(What the task requires): In the cartoon transcript, what seasoning does the character who complains about the grass say it needs?

(Page excerpt):

-------

And besides it was my turn.

- No, you need some nice fresh air and exercise.

You've been playing that video game all morning.

- We can watch TV instead.

- Or a DVD.

- No.

- Aw Mom, there's nothing to do out here.

- Imagine that.

- Aw Mom.

- There all yours Dad.

Good luck.

(car engine rumbles)

- She's gone. - Let's go in.

- We can finish our game.

- Or watch TV. - Yeah.

- I get the remote! - Do not.

- Oh man it's locked.

- Now uh.

- Hey!

- The key!

- Grandpa.

(hums)

- Roger - niner, bandits at o'clock.

I'm going into dive (hums).

- What are you up to Grandpa?

- Ah, coming into land.

(chuckles)

The old undercarriage isn't what it once was.

When I flew my airplane on Raloo Farm.

An XKG way capped tiger it was.

- Pilot Piggley reporting.

All checks are checked and we're A one.

Roger Dodger, over and under, down and out.

Ready for take off control.

- Pilot Piggley, can I be ground control.

I think I'm getting airsick.

- Get a grip control, ready and steady as she goes.

Zero with a bogey on her tail.

- Ew where?

(serene music)

(sniffs)

- Pie!

(spits)

- What's with this grass?

It's got no flavor, no oomph.

Needs salt, maybe a touch of oregano.

(upbeat music)

Hey, we're grazing here.

On ba-a-ad grass.

Hey you know what?

Of course you don't, but follow me anyway.

Those kids are always eating.

I bet they got great stuff.

And they don't even have to pull it out of the ground

with their teeth.

- Uh oh, doors!

You wouldn't be wanting a piece

of me apply pie now would you?

- Hitch up the caboose fellas,

the gravy train just pulled in.

(whistles) (thuds)

Hey that was good, was that you Brandy?

How do you get your hooves in your mouth like that?

- Jakers.

You know what Mammy, I could eat that whole pie

and the plate it sits on.

Think I'd like to try a bit of that one too.

Just to make sure it's as nice as this pie.

- Oh you greedy little man, that's for your supper.

- But I'm ready for supper.

- It'll be here soon enough.

- Uh uh uh.

- Oh come on Dannan, I was only gonna look.

- It couldn't hurt to look, could it.

- Your mammy said it was for supper,

and supper isn't for ages yet and--

- Only look.

- Well, alright, but no tongues.

(sniffs)

- According to my nose, which is quite a bit bigger

than yours, it doesn't smell like

there is enough sugar in it!

- Smells just fine to me.

- But what if Mammy made a big mistake

and didn't put in enough sugar?

Now wouldn't that be just terrible?

She'd be so embarrassed.

Jakers, she'd say, never again will I be able

to hold my head up in polite company.

I didn't put enough sugar in my pie oh!

And that's why I think I aught to taste it,

just to make sure.

- Well?

- Well, perhaps if I gave a second opinion.

- You're right Piggley, it'd be such a shame for you mammy

if her pie wasn't up to standard (slurps).

-------

(Recorded information):

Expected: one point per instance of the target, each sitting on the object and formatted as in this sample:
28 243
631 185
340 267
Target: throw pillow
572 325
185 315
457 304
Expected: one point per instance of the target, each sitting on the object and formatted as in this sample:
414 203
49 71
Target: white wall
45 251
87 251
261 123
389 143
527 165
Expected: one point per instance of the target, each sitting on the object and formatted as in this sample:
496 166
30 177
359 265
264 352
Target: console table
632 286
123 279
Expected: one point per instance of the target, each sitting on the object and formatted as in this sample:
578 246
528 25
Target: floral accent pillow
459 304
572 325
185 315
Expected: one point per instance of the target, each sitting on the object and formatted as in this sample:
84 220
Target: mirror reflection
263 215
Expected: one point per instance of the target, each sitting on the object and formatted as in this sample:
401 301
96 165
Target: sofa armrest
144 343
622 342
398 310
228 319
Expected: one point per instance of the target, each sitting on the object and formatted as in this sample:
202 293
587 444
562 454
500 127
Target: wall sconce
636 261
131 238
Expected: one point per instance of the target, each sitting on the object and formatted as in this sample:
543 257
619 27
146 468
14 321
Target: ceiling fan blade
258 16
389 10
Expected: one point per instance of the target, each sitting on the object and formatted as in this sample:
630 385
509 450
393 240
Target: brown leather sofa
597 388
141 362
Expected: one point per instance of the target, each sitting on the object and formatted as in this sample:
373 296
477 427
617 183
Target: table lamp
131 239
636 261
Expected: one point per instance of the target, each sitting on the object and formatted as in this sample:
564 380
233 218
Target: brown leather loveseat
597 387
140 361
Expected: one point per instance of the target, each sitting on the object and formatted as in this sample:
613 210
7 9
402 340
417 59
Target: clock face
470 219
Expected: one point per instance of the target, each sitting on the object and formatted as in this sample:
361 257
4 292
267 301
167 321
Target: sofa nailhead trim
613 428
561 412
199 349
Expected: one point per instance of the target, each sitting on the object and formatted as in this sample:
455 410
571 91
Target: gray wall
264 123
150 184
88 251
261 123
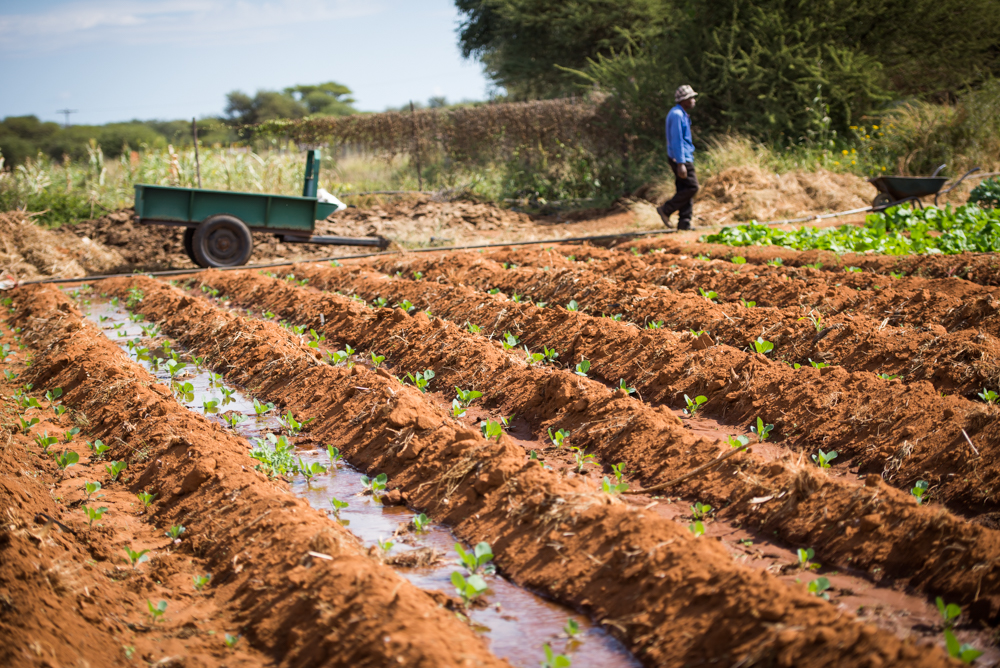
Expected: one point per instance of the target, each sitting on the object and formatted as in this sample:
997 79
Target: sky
116 60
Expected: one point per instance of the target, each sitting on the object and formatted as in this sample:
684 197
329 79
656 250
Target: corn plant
66 459
477 558
94 514
156 611
469 588
115 469
135 558
559 437
762 430
700 511
818 588
421 380
823 459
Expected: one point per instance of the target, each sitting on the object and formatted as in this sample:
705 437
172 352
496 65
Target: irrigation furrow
254 534
615 428
674 598
903 432
964 361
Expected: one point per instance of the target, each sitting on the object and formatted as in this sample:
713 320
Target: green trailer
218 223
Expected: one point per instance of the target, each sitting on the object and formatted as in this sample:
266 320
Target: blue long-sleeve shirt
680 148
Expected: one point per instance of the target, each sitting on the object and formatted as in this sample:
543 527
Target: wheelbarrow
893 190
218 223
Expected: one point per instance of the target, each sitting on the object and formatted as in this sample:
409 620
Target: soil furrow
673 597
615 428
253 533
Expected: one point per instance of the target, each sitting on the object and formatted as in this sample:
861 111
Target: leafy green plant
469 588
762 430
135 558
115 469
823 459
694 404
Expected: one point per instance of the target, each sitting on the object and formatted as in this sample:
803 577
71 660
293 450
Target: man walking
680 154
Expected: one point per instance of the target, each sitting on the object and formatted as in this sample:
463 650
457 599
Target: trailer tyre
222 241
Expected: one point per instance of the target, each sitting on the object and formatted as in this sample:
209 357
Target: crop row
673 597
615 428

-------

(Task output): Salt, and maybe a touch of oregano.